_Tujuan 1:_ Salin tanpa perubahan bagian teks tentang Pasar Tanah Abang di bawah, mulai dari "Baca juga: Menteri" dan terus sampai "Produk Nasional Kalah...".
_Tujuan 2:_ Menurut teks tentang Pasar Tanah Abang di bawah, apa salah satu penyebab sepinya pasar itu yang sebelumnya disebutkan Teten?

_Teks Sumber:_
..............................

Baca juga: Menteri Teten Tinjau Pasar Tanah Abang, Pedagang Curhat Omzet Turun Drastis
Teten menyayangkan toko yang sepi pembeli, padahal memiliki produk-produk baju yang apik dan bagus.
“Padahal barangnya bagus,” kata Teten sambil memandang ke sekeliling toko itu, kemudian sang penjaga toko mengiyakan.
“Iya, barang mah bagus, tapi enggak ada yang beli, paling yang langganan saja,” terang wanita itu.
Teten sebelumnya mengatakan, salah satu penyebabnya Pasar Tanah Abang sepi adalah produk dalam negeri tak bisa bersaing dengan produk impor yang dijual lebih murah di platform e-commerce dan social commerce.
Baca juga: Soroti Sepinya Pasar Tanah Abang, Teten: Produk Nasional Kalah...

..............................

Anotasi kotak pada foto
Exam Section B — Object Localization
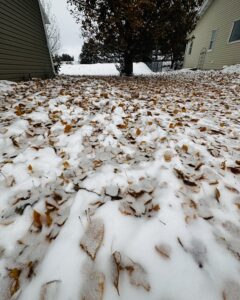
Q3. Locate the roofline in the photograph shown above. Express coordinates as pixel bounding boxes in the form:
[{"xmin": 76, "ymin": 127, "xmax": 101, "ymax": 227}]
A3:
[
  {"xmin": 37, "ymin": 0, "xmax": 56, "ymax": 76},
  {"xmin": 199, "ymin": 0, "xmax": 214, "ymax": 18},
  {"xmin": 38, "ymin": 1, "xmax": 51, "ymax": 25}
]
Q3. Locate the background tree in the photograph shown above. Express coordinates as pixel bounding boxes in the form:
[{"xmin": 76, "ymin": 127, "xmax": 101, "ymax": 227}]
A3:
[
  {"xmin": 68, "ymin": 0, "xmax": 202, "ymax": 75},
  {"xmin": 41, "ymin": 0, "xmax": 61, "ymax": 57},
  {"xmin": 60, "ymin": 53, "xmax": 74, "ymax": 62}
]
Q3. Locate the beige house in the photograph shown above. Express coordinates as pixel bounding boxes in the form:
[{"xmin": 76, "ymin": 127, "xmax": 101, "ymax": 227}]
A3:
[
  {"xmin": 184, "ymin": 0, "xmax": 240, "ymax": 70},
  {"xmin": 0, "ymin": 0, "xmax": 54, "ymax": 81}
]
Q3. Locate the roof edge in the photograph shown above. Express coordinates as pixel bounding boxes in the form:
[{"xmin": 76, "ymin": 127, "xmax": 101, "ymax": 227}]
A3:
[{"xmin": 199, "ymin": 0, "xmax": 214, "ymax": 18}]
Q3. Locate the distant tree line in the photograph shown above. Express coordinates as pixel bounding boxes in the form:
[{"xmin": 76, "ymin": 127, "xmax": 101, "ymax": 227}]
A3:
[
  {"xmin": 67, "ymin": 0, "xmax": 203, "ymax": 75},
  {"xmin": 53, "ymin": 53, "xmax": 74, "ymax": 74}
]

..............................

_Jawaban Lengkap 1:_
Baca juga: Menteri Teten Tinjau Pasar Tanah Abang, Pedagang Curhat Omzet Turun Drastis
Teten menyayangkan toko yang sepi pembeli, padahal memiliki produk-produk baju yang apik dan bagus.
“Padahal barangnya bagus,” kata Teten sambil memandang ke sekeliling toko itu, kemudian sang penjaga toko mengiyakan.
“Iya, barang mah bagus, tapi enggak ada yang beli, paling yang langganan saja,” terang wanita itu.
Teten sebelumnya mengatakan, salah satu penyebabnya Pasar Tanah Abang sepi adalah produk dalam negeri tak bisa bersaing dengan produk impor yang dijual lebih murah di platform e-commerce dan social commerce.
Baca juga: Soroti Sepinya Pasar Tanah Abang, Teten: Produk Nasional Kalah...

_Jawaban Lengkap 2:_ Produk dalam negeri tak bisa bersaing dengan produk impor yang dijual lebih murah di platform e-commerce dan social commerce.